- 本文抜粋 -
工事写真はそのような施工後に見えなくなるものなどを含めて、設計図通りに作ったことを証明するための有力な手段となります。工事写真台帳とはそれらの工事写真をアルバムのような形でまとめた台帳になります。
各工種や発注者によって、必要な工事写真の項目や種類は異なりますが国土交通省が制定している「営繕工事写真撮影要領(https://www.mlit.go.jp/gobuild/content/001589800.pdf)」の内容は必ず把握しておきましょう。
営繕工事写真撮影要領にも記載してある通り、工事写真を撮影するときは原則として下記の項目のうち、必要な事項を記載した黒板を文字が判別できるような状態で撮影する必要があります。
- 工事名
- 工事種目
- 撮影部位
- 寸法・規格・表示マーク
- 撮影時期
- 施工状況
- 立会者名・受注者名
- その他
原則、こちらを遵守していない場合、工事写真として記録していても無効となる場合もあるので、注意してください。
工事写真台帳には上記の項目が過不足なく含まれている工事写真をファイリングするようにしましょう。
工事写真台帳の作成方法・まとめ方
こちらでは工事写真台帳の作成方法とまとめ方について解説します。工事写真台帳は発注者に提出する重要な役割を担うので、工事に着工する前に必ず工事写真台帳の作成の仕方や、まとめ方を理解しておきましょう。
工事写真台帳のまとめ方のポイント
工事写真台帳のまとめ方にはポイントがあります。下記のポイントを抑えて作成しましょう。
1.写真管理計画を策定する
まずはどのような写真を撮影する必要があるかを仕様書や施工計画書を確認して、工事写真台帳を作成する準備をします。何の写真をいつ、どこで、どのように撮影するかを事前に決めておくことで、工事写真の撮り忘れを防ぐことができます。また、発注者によっては国土交通省が発行している規定よりも多くの項目が必要なケースもあるので、着工前に必ず確認しましょう。
2.アルバム形式でまとめる
工事写真台帳はアルバムの形式でまとめることが一般的です。後述する工事写真の並べ方を元に目次を制作して、ページごとに必要な写真をまとめることで、見る側が理解しやすいような台帳にすることが重要となります。

- 課題 -
上の工事写真台帳の解説文から、「1.写真管理計画を策定する」で始まり「にすることが重要となります。」に至るまでの部分を、一字も変えずに書き写すこと。

- データ部分 -

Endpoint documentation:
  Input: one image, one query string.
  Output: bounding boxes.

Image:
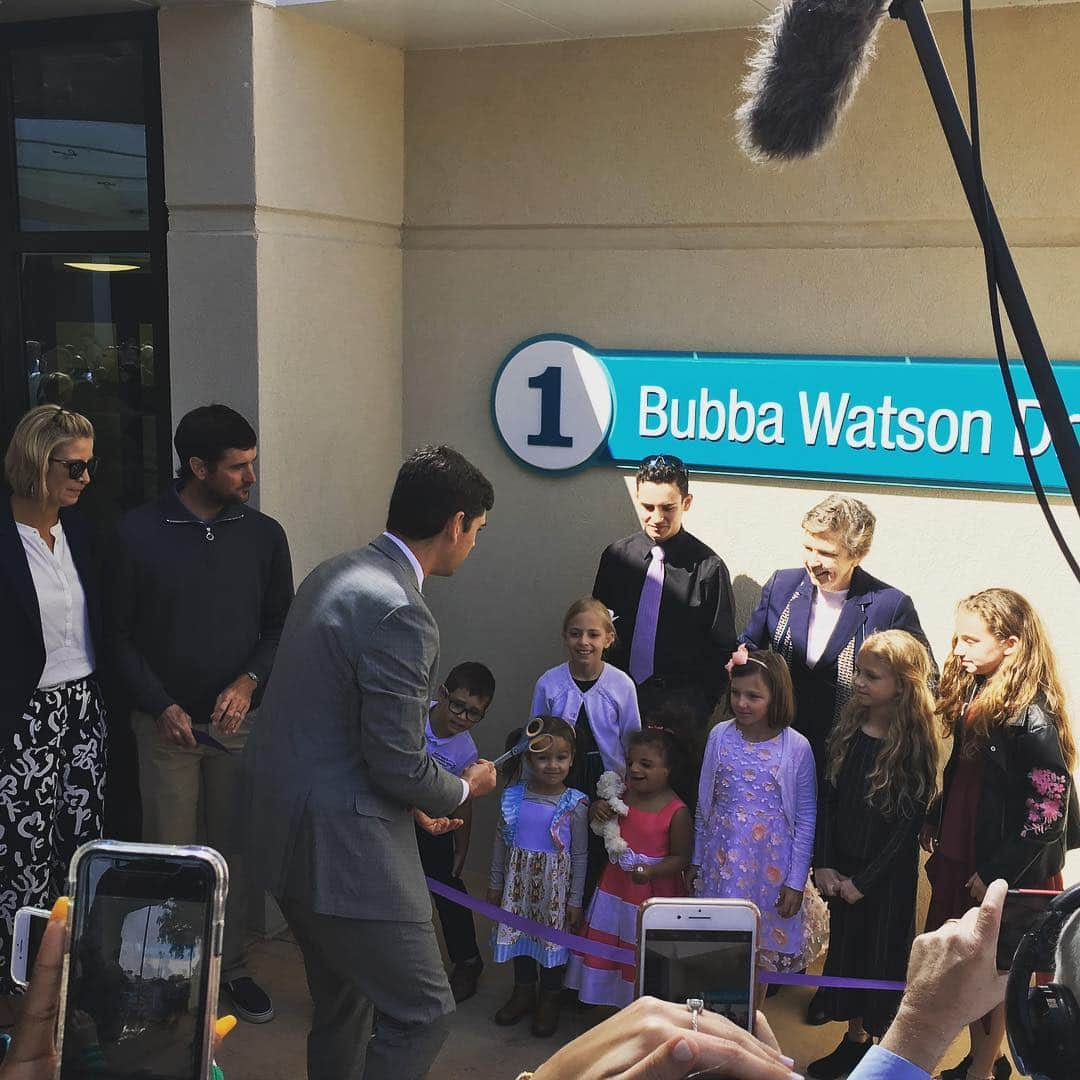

- 解答 -
1.写真管理計画を策定する
まずはどのような写真を撮影する必要があるかを仕様書や施工計画書を確認して、工事写真台帳を作成する準備をします。何の写真をいつ、どこで、どのように撮影するかを事前に決めておくことで、工事写真の撮り忘れを防ぐことができます。また、発注者によっては国土交通省が発行している規定よりも多くの項目が必要なケースもあるので、着工前に必ず確認しましょう。
2.アルバム形式でまとめる
工事写真台帳はアルバムの形式でまとめることが一般的です。後述する工事写真の並べ方を元に目次を制作して、ページごとに必要な写真をまとめることで、見る側が理解しやすいような台帳にすることが重要となります。